:: Input records
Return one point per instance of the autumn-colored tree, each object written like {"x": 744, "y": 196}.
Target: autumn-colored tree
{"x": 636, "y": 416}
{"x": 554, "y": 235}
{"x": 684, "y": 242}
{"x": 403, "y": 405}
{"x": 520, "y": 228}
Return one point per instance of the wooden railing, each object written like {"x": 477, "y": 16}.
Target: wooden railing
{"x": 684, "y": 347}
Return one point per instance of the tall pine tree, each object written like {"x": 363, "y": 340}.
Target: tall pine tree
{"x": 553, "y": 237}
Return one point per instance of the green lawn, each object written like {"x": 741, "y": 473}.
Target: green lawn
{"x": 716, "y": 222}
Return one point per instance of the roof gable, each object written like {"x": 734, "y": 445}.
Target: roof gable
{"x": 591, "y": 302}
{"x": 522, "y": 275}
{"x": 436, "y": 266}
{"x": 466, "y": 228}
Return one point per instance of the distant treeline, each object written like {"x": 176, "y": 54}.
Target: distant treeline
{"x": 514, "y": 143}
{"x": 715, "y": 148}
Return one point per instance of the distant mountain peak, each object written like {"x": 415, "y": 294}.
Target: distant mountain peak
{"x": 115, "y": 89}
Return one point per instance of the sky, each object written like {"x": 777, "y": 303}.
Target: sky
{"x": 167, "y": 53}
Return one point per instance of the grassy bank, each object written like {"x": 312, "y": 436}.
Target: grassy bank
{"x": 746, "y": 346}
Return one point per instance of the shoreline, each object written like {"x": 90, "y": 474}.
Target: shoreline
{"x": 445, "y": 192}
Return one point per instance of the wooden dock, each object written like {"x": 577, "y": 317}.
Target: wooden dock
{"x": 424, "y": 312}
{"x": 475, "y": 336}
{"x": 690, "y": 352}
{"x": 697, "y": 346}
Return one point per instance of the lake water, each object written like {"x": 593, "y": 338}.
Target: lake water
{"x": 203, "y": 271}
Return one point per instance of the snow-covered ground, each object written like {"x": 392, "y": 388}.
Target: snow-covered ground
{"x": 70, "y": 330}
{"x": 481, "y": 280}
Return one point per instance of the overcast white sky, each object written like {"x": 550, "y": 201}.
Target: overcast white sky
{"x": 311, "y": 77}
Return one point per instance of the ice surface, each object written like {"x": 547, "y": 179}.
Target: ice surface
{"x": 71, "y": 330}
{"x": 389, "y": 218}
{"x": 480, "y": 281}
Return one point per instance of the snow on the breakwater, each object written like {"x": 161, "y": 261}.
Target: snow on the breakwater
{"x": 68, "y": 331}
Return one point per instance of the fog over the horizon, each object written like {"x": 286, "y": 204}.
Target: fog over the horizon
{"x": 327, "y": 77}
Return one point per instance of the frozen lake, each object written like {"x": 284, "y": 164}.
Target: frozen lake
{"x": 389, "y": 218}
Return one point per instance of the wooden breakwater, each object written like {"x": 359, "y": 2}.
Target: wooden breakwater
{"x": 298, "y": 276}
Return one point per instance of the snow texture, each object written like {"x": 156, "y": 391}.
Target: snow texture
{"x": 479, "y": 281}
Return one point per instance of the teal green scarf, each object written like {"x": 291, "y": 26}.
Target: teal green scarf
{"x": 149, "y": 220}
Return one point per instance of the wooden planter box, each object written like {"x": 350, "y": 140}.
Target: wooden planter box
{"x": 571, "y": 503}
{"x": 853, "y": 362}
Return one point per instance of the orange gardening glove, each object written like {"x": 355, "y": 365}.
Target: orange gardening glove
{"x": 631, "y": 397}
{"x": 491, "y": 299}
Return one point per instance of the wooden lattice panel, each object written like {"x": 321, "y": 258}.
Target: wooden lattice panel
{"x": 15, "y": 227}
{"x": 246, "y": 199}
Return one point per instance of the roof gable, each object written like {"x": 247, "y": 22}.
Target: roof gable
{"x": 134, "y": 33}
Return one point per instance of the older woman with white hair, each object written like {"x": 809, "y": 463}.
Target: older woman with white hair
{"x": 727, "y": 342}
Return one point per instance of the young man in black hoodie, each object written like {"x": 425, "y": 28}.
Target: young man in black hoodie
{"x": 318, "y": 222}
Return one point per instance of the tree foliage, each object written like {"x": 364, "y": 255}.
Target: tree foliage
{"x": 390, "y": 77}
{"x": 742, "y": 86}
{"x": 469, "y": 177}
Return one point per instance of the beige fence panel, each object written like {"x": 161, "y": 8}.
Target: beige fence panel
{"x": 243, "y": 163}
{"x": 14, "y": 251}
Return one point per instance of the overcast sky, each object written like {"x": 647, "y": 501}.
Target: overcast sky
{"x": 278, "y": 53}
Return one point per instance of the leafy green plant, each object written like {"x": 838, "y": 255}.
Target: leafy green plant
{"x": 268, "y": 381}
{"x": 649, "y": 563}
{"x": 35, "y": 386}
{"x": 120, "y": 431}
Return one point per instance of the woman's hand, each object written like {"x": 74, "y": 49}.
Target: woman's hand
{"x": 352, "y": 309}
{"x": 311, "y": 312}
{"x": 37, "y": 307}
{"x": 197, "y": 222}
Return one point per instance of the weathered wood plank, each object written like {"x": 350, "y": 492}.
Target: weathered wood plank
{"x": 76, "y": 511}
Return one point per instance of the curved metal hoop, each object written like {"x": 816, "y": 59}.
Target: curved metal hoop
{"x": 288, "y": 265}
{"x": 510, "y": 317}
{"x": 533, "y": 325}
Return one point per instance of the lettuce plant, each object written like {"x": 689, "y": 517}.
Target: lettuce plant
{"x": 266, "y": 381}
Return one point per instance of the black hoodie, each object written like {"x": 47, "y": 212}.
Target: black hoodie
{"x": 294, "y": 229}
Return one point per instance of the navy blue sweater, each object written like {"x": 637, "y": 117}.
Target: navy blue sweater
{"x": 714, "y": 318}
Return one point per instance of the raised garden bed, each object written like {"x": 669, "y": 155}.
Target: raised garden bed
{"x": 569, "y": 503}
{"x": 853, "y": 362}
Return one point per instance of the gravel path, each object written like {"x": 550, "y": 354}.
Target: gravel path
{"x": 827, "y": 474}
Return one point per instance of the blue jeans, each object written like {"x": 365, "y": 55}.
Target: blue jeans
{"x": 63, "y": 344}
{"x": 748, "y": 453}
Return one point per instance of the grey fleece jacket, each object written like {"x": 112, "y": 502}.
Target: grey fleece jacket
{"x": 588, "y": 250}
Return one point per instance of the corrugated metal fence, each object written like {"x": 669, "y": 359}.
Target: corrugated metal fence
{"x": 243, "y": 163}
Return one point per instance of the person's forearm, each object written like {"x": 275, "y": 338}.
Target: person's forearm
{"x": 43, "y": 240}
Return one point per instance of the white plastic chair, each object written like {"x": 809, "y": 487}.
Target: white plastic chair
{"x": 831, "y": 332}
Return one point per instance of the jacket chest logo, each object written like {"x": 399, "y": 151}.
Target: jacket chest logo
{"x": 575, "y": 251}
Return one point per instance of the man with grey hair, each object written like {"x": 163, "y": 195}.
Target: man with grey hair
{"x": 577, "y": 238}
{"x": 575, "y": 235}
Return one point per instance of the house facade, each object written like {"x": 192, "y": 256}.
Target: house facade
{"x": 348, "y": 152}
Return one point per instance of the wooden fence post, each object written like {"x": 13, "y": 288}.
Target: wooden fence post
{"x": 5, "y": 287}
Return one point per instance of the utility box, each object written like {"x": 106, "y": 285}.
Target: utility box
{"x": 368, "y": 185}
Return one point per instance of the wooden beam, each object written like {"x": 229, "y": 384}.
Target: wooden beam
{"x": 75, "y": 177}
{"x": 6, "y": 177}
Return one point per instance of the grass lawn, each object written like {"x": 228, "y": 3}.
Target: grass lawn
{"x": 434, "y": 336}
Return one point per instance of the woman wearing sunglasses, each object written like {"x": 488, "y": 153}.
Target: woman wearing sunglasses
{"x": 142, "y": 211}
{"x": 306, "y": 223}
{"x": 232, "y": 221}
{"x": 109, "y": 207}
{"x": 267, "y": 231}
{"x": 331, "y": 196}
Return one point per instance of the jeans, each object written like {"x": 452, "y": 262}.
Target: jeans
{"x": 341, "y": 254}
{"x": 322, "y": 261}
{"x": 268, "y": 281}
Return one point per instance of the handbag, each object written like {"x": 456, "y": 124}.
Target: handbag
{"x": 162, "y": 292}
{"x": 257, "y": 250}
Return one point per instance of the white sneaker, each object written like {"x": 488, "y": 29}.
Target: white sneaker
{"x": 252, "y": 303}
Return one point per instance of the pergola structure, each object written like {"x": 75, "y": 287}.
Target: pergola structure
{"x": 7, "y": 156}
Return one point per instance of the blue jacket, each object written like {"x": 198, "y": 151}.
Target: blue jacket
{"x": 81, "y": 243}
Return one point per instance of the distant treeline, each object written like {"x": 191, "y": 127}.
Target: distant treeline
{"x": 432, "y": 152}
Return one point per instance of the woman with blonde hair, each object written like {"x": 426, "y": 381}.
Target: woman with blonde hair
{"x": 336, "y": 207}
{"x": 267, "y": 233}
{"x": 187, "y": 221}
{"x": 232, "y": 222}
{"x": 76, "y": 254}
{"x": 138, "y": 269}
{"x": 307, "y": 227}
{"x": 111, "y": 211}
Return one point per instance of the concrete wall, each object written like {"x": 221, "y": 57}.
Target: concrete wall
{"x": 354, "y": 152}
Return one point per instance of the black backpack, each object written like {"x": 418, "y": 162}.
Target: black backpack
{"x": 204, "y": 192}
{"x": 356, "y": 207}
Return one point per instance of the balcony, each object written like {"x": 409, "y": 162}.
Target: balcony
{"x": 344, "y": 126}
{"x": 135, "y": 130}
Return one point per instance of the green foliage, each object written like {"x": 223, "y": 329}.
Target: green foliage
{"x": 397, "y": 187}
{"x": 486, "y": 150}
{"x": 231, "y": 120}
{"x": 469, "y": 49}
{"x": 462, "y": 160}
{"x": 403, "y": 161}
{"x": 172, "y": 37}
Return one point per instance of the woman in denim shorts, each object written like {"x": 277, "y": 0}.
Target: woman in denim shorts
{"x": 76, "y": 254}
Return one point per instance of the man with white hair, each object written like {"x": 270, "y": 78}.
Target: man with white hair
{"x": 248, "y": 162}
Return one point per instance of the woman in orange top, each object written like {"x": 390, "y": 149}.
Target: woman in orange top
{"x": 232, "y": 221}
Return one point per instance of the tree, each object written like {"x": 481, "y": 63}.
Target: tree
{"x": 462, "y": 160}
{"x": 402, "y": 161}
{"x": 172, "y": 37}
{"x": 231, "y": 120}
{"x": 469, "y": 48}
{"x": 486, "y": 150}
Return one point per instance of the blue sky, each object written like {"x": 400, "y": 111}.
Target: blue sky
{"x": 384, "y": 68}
::::
> **Exercise objective**
Look above for the line containing "Return one point per instance of the green foliage, each"; copy from it through the last line, exactly, and nothing more.

> **Exercise output**
Return one point per instance of the green foliage, each object written like {"x": 223, "y": 329}.
Target: green foliage
{"x": 397, "y": 187}
{"x": 486, "y": 150}
{"x": 231, "y": 120}
{"x": 469, "y": 49}
{"x": 462, "y": 160}
{"x": 403, "y": 161}
{"x": 172, "y": 37}
Return one point per instance of the woman in denim shorts, each object written like {"x": 277, "y": 0}.
Target: woman in denim shorts
{"x": 76, "y": 254}
Return one point per instance of the man with white hair, each object written like {"x": 270, "y": 78}.
Target: man with white hair
{"x": 248, "y": 162}
Return one point per instance of the woman in orange top, each object written like {"x": 390, "y": 149}.
Target: woman in orange top
{"x": 232, "y": 221}
Return one point per instance of the tree, each object written like {"x": 481, "y": 63}.
Target: tree
{"x": 462, "y": 160}
{"x": 402, "y": 161}
{"x": 172, "y": 37}
{"x": 231, "y": 120}
{"x": 469, "y": 48}
{"x": 486, "y": 150}
Return one point per instance of the blue sky, each object written like {"x": 400, "y": 111}.
Target: blue sky
{"x": 384, "y": 68}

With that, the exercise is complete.